__Set problem__
Render each line of the listing below as a Markdown table with the columns Row and Line. Number the rows in order and omit blank lines.

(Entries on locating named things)
+++
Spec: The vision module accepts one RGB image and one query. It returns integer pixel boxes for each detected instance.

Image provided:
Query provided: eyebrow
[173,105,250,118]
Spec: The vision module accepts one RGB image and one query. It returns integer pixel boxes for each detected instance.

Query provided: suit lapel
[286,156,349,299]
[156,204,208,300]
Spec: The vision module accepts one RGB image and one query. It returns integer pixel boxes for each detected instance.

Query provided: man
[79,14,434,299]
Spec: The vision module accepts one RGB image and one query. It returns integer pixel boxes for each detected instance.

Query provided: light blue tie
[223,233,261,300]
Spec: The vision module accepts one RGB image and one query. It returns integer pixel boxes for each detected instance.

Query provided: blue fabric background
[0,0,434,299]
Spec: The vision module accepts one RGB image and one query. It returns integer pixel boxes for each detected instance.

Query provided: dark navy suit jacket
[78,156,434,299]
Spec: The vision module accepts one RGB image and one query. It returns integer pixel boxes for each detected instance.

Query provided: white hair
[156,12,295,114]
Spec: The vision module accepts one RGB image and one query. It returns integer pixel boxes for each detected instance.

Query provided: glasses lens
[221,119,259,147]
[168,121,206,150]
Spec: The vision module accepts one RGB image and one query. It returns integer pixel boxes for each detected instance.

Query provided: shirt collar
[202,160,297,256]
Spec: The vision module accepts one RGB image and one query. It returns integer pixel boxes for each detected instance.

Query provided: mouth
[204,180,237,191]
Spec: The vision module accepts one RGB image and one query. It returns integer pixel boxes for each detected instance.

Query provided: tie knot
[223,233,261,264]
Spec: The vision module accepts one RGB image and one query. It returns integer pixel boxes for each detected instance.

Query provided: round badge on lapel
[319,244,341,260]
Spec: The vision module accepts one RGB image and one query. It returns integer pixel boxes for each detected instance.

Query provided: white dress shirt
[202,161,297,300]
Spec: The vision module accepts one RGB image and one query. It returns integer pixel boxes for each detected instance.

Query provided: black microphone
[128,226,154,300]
+++
__Final result__
| Row | Line |
|---|---|
| 1 | Spec: The vision module accepts one RGB image and one query. It returns integer pixel boxes for each detected instance. |
| 2 | Image provided: |
| 3 | Query provided: eyebrow |
| 4 | [173,105,250,118] |
| 5 | Spec: The vision module accepts one RGB image and one query. It returns integer pixel boxes for each detected instance. |
| 6 | Query provided: suit lapel |
| 7 | [286,156,349,299] |
| 8 | [156,204,208,300] |
| 9 | Spec: The vision module accepts one RGB image and one query. It returns integer pixel boxes for each detected instance. |
| 10 | Query provided: man |
| 11 | [79,14,434,299] |
| 12 | Spec: The vision module accepts one RGB image and one query. It returns integer pixel boxes for each detected instance. |
| 13 | Query provided: light blue tie |
| 14 | [223,233,261,300] |
| 15 | Spec: The vision module accepts one RGB image and one query. It returns integer pixel boxes for each detected instance. |
| 16 | Query provided: blue fabric background |
| 17 | [0,0,434,299] |
| 18 | Spec: The vision module accepts one RGB image and one query. It returns integer pixel boxes for each detected instance. |
| 19 | Query provided: dark navy suit jacket |
| 20 | [78,156,434,299] |
| 21 | Spec: The vision module accepts one RGB image and one query. It returns integer pixel boxes for each detected instance. |
| 22 | Query provided: white hair |
| 23 | [156,12,295,114] |
| 24 | Spec: The vision module accepts one RGB image and one query. It returns integer pixel boxes for each detected instance. |
| 25 | Query provided: glasses lens |
| 26 | [221,119,259,147] |
| 27 | [168,121,206,150] |
| 28 | Spec: The vision module accepts one RGB image and one query. It returns integer pixel boxes for each detected instance. |
| 29 | Query provided: shirt collar |
| 30 | [202,160,297,256] |
| 31 | Spec: The vision module accepts one RGB image and one query. It returns integer pixel boxes for each detected instance. |
| 32 | Query provided: mouth |
| 33 | [204,180,237,191] |
| 34 | Spec: The vision module accepts one RGB image and one query. It returns integer pixel boxes for each detected instance. |
| 35 | Query provided: tie knot |
| 36 | [223,233,261,264] |
| 37 | Spec: The vision module accepts one RGB image and one query. It returns integer pixel boxes for each detected instance. |
| 38 | Query provided: round badge on lapel |
| 39 | [319,244,341,260] |
| 40 | Spec: The vision module accepts one RGB image and one query. It returns integer pixel boxes for each detected instance. |
| 41 | Query provided: white dress shirt |
| 42 | [202,161,297,300] |
| 43 | Spec: The vision module accepts one RGB image and one query. It returns integer pixel boxes for each detected instance. |
| 44 | Query provided: black microphone |
| 45 | [128,226,154,300] |